## 文档节选
+ + + + + + +

Skip to main content

K0S FAQ

Control plane vs. Worker

  • Control plane
    • 作为其他组建的 守护进程/supervisor - 不调度工作负载
    • 不需要容器引擎、kubelet
    • kubectl get node 看不到
    • 维护 kine/etcd, api-server, scheduler, controller-manager, konnectivity-server, k0s-api
    • Control Plane High Availability
  • Worker
    • 运行 kubelet
    • 依赖 cri - 默认你 containerd+runc
    • 调度工作负载

konnectivity-server.sock: socket: too many open files

检查 ulimit

cat /proc/$(pidof konnectivity-server)/limits
# 当前打开文件数
ls /proc/$(pidof konnectivity-server)/fd | wc -l

cgroups: cgroup deleted: unknown

Failed to run kubelet failed to run Kubelet: mountpoint for cpu not found

ls /sys/fs/cgroup
service cgroups start

cni plugin not initialized

false reason:NetworkPluginNotReady message:Network plugin returns error: cni plugin not initialized

检查 kube-proxy pod 是否启动

no IP ranges specified

kube-router Failed to watch i/o timeout

Failed to watch *v1.Node: failed to list *v1.Node: Get "https://10.96.0.1:443/api/v1/nodes?limit=500&resourceVersion=0": dial tcp 10.96.0.1:443: i/o timeout

k0s controller --single vs --enable-worker

  • --single
    • 减少部分 leader 选取逻辑
    • 不可以添加 worker
    • etcd 默认使用 kine - 可配置使用 etcd
  • --enable-worker
    • 正常节点
    • 可后续添加 worker

konnectivity-server.sock: bind: address already in use

如果没有被使用,则可以安全删除

sudo lsof -f -- /run/k0s/konnectivity-server/konnectivity-server.sock
unlink /run/k0s/konnectivity-server/konnectivity-server.sock

如果被使用了,则考虑之前的 process 是否未正常退出,kill 即可。

+ + + + + + +

## 题目 1
请找出条目中所有包含字符串“range”的行,并将这些行逐一照抄下来。
上面的 K0S 常见问题与下面的条目是互不相关的两份材料。

+ + + + + + +

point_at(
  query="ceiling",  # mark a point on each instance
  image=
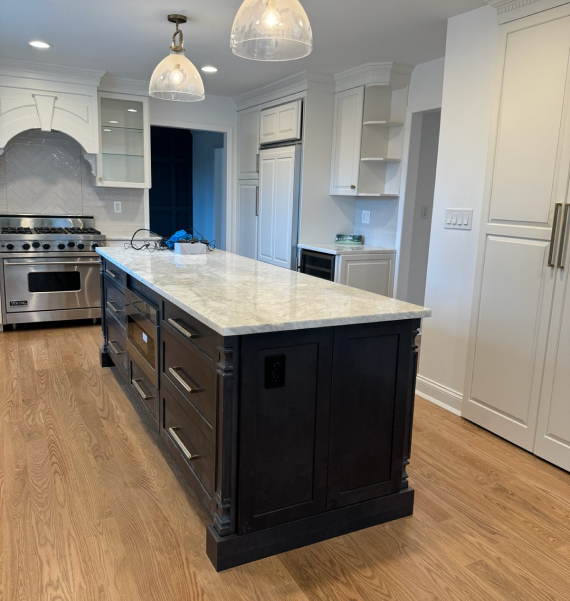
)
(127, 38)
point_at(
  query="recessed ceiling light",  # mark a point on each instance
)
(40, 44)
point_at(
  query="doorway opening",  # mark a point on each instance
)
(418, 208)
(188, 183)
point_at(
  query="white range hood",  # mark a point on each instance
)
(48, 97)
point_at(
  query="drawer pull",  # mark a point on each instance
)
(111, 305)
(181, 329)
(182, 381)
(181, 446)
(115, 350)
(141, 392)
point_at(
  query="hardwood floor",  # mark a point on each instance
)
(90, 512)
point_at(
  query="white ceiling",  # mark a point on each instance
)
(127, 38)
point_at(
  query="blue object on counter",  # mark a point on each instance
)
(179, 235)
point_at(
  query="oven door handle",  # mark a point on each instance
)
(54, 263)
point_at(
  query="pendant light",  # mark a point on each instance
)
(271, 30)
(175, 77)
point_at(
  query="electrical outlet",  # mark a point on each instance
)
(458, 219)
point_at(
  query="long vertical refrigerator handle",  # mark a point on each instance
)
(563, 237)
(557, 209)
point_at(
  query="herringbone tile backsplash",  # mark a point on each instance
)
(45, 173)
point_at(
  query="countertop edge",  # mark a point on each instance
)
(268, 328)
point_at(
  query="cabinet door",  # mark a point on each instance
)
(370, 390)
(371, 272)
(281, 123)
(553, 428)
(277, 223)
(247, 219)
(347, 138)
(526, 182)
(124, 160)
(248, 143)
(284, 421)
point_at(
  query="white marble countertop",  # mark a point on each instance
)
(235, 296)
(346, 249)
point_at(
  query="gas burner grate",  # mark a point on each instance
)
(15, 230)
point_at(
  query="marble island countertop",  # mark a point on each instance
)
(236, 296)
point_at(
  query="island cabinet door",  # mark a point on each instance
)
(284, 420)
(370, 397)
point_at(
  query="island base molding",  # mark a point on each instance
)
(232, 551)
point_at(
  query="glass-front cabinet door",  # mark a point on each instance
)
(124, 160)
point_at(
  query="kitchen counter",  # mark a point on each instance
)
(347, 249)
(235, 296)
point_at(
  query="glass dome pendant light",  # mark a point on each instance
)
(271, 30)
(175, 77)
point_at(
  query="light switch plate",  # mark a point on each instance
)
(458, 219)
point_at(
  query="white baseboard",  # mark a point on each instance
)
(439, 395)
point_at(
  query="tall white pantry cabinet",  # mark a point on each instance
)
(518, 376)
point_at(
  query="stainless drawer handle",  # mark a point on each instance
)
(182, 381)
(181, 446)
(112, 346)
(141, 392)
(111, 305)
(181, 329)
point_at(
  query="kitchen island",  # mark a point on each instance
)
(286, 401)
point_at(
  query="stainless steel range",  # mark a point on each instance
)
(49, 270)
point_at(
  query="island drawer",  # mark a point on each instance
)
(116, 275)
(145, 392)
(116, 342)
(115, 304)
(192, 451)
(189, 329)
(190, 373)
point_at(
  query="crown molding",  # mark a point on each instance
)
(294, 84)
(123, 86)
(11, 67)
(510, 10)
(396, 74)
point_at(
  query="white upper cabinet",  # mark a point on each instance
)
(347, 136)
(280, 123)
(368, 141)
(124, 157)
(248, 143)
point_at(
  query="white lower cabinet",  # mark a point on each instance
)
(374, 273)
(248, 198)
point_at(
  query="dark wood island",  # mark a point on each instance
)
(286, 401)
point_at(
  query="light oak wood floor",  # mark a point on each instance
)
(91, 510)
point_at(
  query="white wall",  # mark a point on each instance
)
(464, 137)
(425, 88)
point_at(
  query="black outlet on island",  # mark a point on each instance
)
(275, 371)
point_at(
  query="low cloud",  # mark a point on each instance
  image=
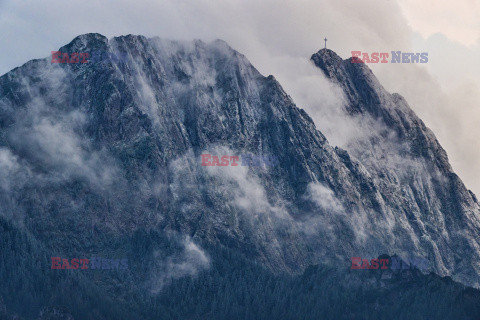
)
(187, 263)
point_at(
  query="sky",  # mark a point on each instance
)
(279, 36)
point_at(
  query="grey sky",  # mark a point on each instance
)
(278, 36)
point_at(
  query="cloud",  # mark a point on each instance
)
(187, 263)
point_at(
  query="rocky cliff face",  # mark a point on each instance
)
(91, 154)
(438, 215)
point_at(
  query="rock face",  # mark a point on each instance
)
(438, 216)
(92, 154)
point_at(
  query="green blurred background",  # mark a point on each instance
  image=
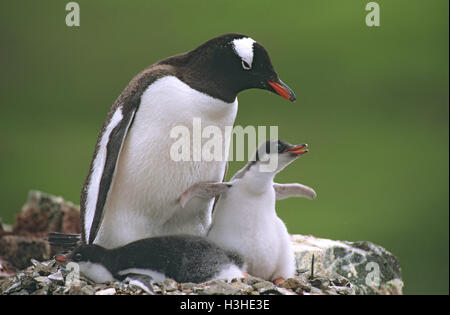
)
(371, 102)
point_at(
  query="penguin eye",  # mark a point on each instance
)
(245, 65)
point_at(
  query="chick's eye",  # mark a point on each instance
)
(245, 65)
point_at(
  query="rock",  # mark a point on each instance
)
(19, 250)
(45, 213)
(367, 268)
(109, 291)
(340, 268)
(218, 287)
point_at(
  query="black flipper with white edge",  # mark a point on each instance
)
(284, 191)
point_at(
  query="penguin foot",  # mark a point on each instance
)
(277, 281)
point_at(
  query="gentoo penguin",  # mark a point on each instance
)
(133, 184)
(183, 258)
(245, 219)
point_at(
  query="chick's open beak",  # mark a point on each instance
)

+ + + + + + +

## 题目 2
根据 K0S 常见问题,判断下列各项说法是否与其相符,每项回答“是”或“否”,并原文引用起决定作用的字句:(a) 使用 --single 时可以添加 worker;(b) Worker 节点运行 kubelet;(c) Control plane 需要容器引擎。

## 参考答案 1
  query="white range hood",  # mark a point on each instance
  query="stainless steel range",  # mark a point on each instance

## 参考答案 2
(a) 否:“不可以添加 worker”。
(b) 是:“运行 kubelet”。
(c) 否:“不需要容器引擎、kubelet”。